REQUIRED WORK >>
Say how many of the lines below include the word "facade", and write nothing else.

Point localization data:
·····

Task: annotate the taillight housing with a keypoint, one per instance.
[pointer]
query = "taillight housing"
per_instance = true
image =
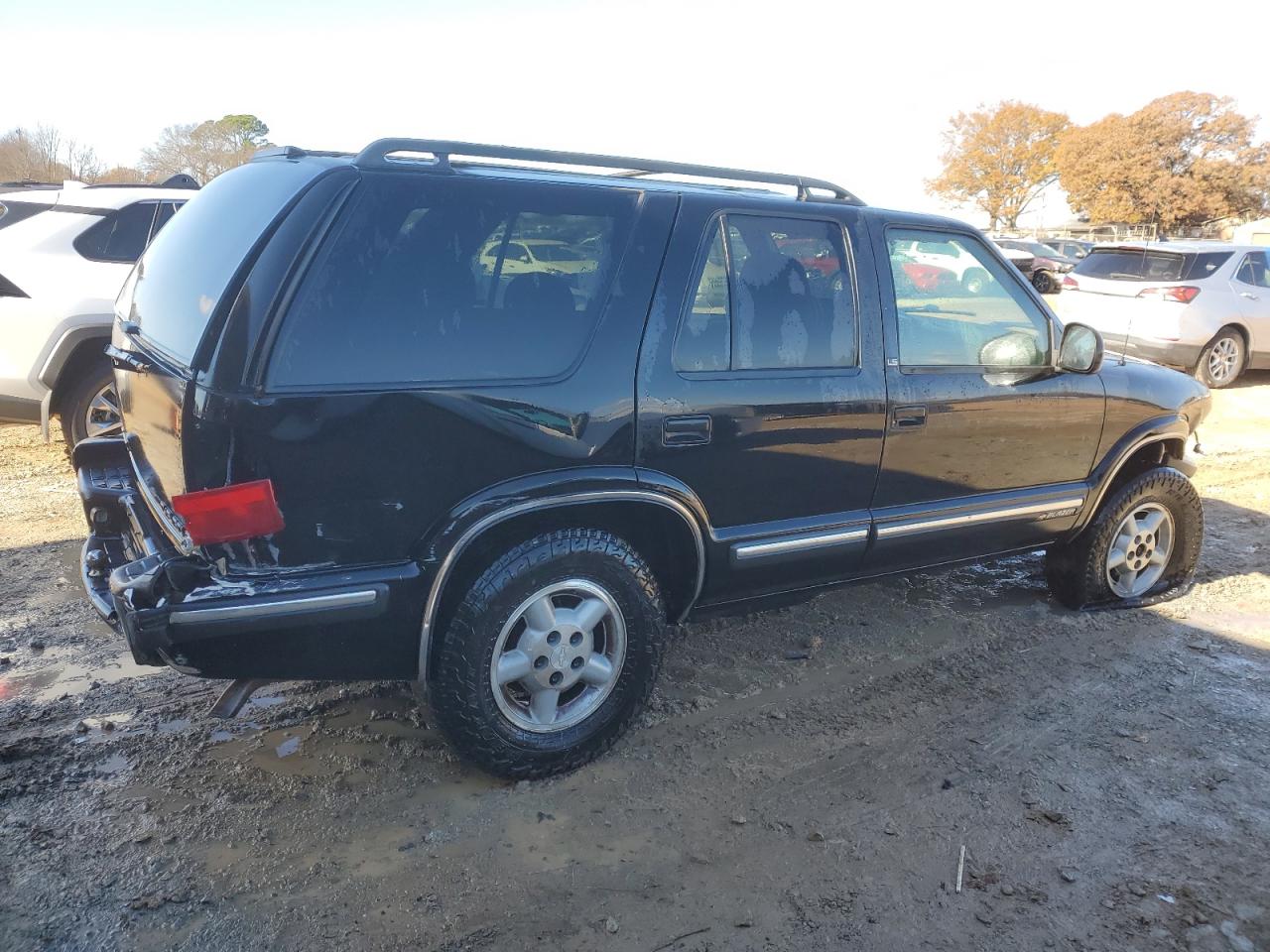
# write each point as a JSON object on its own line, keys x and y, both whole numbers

·····

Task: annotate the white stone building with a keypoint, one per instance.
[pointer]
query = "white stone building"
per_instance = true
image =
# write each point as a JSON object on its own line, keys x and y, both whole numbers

·····

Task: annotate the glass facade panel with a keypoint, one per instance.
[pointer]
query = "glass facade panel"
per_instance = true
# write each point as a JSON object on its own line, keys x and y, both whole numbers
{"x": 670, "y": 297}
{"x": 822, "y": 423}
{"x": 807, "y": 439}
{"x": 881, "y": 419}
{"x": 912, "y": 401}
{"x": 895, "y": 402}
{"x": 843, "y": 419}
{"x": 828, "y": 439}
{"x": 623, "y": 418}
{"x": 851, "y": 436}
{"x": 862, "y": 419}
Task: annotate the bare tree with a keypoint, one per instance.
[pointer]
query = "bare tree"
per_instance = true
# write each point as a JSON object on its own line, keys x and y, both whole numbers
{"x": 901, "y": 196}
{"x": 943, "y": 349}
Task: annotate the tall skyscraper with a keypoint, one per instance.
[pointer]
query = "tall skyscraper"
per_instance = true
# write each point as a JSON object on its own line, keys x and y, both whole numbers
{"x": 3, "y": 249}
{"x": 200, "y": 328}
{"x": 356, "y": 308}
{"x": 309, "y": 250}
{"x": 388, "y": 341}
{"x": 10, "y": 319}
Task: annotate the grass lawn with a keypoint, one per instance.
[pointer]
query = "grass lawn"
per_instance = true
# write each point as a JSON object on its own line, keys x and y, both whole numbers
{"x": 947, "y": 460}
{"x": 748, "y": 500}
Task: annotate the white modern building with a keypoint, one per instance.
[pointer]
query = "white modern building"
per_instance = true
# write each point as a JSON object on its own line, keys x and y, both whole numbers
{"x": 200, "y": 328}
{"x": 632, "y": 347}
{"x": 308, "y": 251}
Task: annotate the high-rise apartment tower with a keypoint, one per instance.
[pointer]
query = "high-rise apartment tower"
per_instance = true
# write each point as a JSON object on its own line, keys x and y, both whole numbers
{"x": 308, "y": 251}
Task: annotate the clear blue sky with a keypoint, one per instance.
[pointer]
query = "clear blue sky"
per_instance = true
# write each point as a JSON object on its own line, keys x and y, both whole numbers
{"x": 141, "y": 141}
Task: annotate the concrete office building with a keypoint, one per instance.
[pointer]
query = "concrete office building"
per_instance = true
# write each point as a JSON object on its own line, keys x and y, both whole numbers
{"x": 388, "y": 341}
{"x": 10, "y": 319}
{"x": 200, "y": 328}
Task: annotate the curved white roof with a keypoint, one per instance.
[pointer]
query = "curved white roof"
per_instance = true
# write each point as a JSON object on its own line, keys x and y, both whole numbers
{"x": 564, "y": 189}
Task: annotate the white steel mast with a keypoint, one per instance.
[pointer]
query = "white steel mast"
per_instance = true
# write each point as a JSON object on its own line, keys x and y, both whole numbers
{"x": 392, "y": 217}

·····

ANSWER TO THIS TASK >>
2